**Instructions to follow:** Copy out every line of the records below, requests included, and offset each coordinate in the answers by adding 39 to it.

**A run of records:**
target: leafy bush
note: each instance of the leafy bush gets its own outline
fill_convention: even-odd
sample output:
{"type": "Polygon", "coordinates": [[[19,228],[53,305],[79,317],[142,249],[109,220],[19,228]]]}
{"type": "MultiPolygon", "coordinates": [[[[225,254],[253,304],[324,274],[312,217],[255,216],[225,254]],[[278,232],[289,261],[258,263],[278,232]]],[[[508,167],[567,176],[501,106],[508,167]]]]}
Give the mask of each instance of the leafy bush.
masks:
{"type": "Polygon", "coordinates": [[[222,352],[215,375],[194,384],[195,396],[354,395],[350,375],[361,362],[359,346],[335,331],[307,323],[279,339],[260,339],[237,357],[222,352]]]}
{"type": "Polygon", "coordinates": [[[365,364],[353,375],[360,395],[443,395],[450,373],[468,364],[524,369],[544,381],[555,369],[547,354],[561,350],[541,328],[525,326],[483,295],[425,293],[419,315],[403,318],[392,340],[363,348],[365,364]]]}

**Exercise response:**
target: leafy bush
note: each instance of the leafy bush gets its own outline
fill_convention: even-odd
sample output:
{"type": "Polygon", "coordinates": [[[19,228],[53,305],[79,317],[142,249],[109,220],[19,228]]]}
{"type": "MultiPolygon", "coordinates": [[[[225,254],[253,304],[324,274],[312,217],[255,216],[225,254]],[[278,232],[289,261],[258,263],[278,232]]],[[[508,167],[567,176],[501,106],[508,167]]]]}
Give the mask of each instance of the leafy bush.
masks:
{"type": "Polygon", "coordinates": [[[261,391],[254,414],[233,423],[234,435],[393,434],[389,414],[400,401],[398,385],[374,370],[346,362],[318,378],[299,378],[276,396],[261,391]]]}
{"type": "Polygon", "coordinates": [[[404,403],[392,414],[399,434],[482,434],[489,412],[507,403],[563,408],[583,420],[594,408],[586,393],[600,389],[580,367],[564,365],[522,334],[464,332],[458,354],[442,357],[431,379],[402,387],[404,403]]]}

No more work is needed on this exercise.